### [Aufgabe A]
Zeige jede Zeile der Datensätze, in der die Zeichenfolge "negative" vorkommt.
### [Aufgabe B]
Führe die Forumsdiskussion über die Gestaltung von Postern dort fort, wo sie aufhört.

### [Lesetext]
* * * * *
# Poster gestalten - Tutorials, Büchertipps etc. gesucht



## sirgoofy (20. August 2006)

Hallo,

ich habe einen HP DesignJet 750C (A0 bzw. 90cm) Farbplotter geschenkt bekommen 

Ich möchte ihn verwenden, um (Informations-, Werbe-) Poster und Plakate zu drucken (z. B. für gemeinnützige Vereine, bin z. B. bei amnesty international aktiv). Ich möchte mich nun also in das Thema einarbeiten. Als Software möchte ich ein altes Photoshop 7 verwenden, es sei denn, es gibt Software, die dafür besser geeignet ist.

Nun suche ich jedoch Informationen darüber, wie man Plakate richtig gestaltet (Stichworte Typografie, Layout, Texte/Slogans etc.), da ich als absoluter Amateur auf diesem Gebiet davon wenig Ahnung habe, ich habe mich bisher nur ein wenig mit Web Design und -Usability beschäftigt.

Bei Buchvorschlägen beachtet, dass diese recht günstig (vllt. schon älter und gebraucht erhältlich) sind, professionelle Bücher sind zwar gut, aber einfach zu teuer für mich.


Danke schonmal im Vorraus


----------



## Ellie (20. August 2006)

Hallo,

nimm eine Kamera mit, wenn Du unterwegs bist und fotografiere einfach, was dir gefällt. Oder Online nach Plakaten in Bildersuchmaschinen suchen. Zum Thema Typografie gibt es zig Bücher, die um 10 Euro kosten und die Basics vermitteln, einfach mal in ein Buchgeschäft gehen und blättern. Ich finde, diese analoge Methode ist immer noch am besten. Sagt dein Bauch, das schaut gut aus, kaufen.

Alternativ gibt es Profibücher mit Sicherheit auch in der Bücherhalle auszuleihen. Du kannst hier nicht viele Fehler machen, weil die Regeln uralt und immer noch gültig sind. Dort findest Du dann auch zig Bücher zum Thema Layout und Gestaltung, wo Du dir zuerst einen groben Überblick verschaffen solltest.
* * * * *
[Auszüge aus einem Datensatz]

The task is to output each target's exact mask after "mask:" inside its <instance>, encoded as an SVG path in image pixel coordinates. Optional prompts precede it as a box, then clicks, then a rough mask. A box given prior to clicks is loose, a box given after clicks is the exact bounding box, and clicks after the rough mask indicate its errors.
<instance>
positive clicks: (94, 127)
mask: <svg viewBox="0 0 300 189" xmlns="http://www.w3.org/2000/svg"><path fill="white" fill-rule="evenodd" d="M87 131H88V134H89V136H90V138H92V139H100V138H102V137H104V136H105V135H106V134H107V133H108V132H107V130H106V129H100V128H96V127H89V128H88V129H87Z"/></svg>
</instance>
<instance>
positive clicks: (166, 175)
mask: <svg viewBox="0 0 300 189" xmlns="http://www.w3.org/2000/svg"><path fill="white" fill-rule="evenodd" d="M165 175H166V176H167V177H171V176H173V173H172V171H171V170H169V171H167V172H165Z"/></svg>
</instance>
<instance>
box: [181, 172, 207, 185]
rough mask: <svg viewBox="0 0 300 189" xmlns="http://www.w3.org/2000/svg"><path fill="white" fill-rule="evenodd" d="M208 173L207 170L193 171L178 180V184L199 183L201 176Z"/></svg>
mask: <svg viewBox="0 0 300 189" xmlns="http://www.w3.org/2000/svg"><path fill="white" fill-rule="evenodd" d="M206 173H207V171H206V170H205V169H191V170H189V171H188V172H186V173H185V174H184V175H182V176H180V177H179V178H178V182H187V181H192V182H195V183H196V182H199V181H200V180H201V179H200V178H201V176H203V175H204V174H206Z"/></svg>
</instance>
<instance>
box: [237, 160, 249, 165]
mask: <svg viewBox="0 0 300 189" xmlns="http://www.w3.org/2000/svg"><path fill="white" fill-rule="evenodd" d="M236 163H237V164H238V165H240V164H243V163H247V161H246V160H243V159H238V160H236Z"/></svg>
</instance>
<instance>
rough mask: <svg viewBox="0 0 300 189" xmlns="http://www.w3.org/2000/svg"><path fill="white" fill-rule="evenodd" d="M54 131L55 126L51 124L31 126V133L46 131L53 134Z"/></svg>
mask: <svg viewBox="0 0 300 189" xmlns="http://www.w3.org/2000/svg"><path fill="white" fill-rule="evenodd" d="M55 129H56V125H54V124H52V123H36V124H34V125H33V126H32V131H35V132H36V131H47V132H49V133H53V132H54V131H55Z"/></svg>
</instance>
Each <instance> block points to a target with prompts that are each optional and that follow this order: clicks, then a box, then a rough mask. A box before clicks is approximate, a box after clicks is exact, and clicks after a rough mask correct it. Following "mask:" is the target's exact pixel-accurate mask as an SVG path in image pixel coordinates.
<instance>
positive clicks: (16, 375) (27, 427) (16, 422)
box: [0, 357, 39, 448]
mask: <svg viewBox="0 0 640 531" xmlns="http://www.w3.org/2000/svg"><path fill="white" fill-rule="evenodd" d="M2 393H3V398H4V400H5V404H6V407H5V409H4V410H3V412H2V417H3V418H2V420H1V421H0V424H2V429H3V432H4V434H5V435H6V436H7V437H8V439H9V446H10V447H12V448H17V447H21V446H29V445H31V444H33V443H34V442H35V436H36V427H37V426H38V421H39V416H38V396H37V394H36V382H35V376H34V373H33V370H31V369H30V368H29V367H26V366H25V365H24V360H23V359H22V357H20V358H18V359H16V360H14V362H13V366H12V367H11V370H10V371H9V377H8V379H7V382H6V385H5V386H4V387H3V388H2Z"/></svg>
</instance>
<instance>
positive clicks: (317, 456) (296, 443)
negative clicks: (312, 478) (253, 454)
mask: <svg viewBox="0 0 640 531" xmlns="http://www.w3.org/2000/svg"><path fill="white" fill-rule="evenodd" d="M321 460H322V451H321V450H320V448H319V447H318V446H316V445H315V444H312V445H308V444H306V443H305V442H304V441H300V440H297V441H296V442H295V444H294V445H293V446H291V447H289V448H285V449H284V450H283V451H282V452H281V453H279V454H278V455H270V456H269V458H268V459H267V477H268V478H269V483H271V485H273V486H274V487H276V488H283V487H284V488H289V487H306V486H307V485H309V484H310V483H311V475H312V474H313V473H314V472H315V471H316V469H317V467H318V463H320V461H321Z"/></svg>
* * * * *
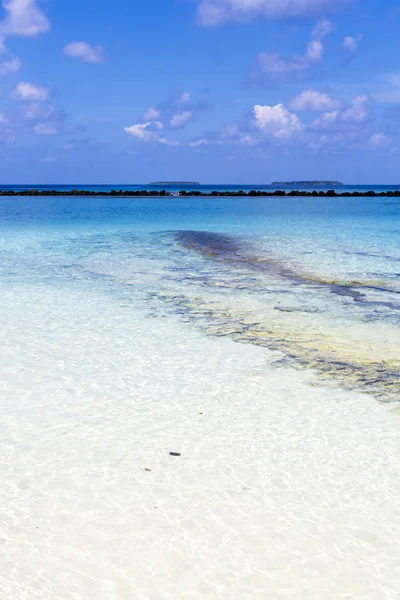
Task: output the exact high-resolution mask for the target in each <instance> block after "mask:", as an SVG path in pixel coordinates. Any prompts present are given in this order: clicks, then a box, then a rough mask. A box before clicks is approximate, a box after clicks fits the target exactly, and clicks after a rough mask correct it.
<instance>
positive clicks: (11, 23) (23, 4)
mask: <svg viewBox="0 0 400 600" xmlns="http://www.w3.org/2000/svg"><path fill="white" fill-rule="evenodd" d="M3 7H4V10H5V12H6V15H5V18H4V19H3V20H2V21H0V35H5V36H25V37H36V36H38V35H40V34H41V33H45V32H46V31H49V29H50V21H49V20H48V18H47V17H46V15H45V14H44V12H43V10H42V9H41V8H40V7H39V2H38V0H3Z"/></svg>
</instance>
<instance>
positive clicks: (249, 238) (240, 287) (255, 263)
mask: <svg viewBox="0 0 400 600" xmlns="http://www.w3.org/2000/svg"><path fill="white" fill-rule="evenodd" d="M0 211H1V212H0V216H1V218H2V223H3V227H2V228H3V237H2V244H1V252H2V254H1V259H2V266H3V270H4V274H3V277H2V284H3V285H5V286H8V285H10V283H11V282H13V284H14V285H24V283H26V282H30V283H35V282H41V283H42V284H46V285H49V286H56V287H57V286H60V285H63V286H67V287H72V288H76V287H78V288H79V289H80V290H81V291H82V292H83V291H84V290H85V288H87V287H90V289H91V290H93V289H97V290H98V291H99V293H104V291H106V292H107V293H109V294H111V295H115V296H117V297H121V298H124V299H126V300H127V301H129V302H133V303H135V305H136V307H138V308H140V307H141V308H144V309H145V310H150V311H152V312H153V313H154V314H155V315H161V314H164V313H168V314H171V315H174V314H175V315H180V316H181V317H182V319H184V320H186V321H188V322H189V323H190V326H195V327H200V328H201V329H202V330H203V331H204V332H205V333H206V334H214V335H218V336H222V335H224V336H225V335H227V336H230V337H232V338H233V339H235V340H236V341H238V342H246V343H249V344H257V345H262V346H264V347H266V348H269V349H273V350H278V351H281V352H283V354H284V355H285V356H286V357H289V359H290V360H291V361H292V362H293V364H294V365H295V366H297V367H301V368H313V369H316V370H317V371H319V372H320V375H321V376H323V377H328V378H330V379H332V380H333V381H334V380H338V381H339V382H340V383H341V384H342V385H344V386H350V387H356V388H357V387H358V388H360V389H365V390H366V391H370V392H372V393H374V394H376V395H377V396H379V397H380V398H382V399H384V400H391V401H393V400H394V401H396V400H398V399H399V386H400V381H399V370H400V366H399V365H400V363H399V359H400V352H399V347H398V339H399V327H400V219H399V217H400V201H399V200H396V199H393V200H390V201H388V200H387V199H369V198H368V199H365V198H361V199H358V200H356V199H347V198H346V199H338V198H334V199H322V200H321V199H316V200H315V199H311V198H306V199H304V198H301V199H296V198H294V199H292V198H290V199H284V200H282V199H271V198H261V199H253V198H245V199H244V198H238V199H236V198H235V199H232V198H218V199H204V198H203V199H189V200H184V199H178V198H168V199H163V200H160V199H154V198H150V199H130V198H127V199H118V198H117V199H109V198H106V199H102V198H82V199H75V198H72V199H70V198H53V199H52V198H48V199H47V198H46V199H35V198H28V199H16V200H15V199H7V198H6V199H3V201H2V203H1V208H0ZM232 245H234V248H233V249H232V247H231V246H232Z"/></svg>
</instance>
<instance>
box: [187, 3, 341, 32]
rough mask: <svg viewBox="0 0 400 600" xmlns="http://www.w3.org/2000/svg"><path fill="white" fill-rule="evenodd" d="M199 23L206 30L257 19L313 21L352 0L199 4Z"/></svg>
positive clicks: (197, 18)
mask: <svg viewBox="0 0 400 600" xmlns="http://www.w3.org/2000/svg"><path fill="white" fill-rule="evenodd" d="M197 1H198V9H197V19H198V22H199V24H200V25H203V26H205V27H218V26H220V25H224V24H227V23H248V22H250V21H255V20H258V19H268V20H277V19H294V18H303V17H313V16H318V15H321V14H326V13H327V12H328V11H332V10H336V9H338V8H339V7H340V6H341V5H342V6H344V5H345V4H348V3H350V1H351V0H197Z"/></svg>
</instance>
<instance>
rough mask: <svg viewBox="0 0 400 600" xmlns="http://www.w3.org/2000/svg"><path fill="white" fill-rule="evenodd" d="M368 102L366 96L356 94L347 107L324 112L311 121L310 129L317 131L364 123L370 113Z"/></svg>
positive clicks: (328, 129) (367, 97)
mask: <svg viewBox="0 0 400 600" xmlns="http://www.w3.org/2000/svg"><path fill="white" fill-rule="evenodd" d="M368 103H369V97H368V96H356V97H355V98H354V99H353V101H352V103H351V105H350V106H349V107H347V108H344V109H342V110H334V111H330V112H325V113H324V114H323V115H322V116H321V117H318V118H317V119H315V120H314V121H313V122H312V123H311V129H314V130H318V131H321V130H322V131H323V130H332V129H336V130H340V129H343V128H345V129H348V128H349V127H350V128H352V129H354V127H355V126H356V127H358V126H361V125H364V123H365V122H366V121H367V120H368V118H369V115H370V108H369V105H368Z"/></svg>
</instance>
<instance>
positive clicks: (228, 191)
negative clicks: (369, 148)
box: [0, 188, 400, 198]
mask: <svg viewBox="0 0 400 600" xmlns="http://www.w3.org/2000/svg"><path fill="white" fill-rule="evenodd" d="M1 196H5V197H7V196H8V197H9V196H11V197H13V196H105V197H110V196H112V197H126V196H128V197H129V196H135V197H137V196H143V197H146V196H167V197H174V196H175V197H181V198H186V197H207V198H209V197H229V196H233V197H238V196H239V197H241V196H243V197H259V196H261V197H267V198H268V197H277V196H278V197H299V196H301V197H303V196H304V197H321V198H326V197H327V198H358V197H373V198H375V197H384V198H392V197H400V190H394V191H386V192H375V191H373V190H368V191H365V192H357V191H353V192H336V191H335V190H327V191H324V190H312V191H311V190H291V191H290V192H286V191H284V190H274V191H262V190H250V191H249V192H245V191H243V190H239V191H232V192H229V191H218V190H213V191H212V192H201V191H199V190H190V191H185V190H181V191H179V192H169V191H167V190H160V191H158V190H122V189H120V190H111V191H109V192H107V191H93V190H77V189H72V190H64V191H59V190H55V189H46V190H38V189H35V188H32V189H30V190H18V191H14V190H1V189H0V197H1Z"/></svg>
* * * * *
### [Ergebnis A]
negative clicks: (312, 478) (253, 454)
negative clicks: (369, 148)

### [Ergebnis B]
Der HP 750 ist weder uv-beständig noch wasserfest im Druck, nur als Info. Die Ausdrucke sollten kaschiert oder laminiert werden um auf Dauer seine Freude daran zu haben. Ich habe mich mal über das Teil schlau gemacht und mich gegen die Anschaffung entschieden. Druckkosten pro A1 bei 10 Euro und dann noch die Kosten für die Kaschierung waren mir einfach zu hoch, das machen Online-Dienstleister günstiger.

Photoshop ist ok, rechne aber damit das es einiges an Material und Zeit kosten wird, bis Du die Erfahrung gesammelt hast und gute Resultate bekommst. Macht also Sinn deine ersten Versuche z.B. hier einzustellen und dann Kritik abzugreifen und daran zu lernen.

LG,
Ellie


----------



## sirgoofy (20. August 2006)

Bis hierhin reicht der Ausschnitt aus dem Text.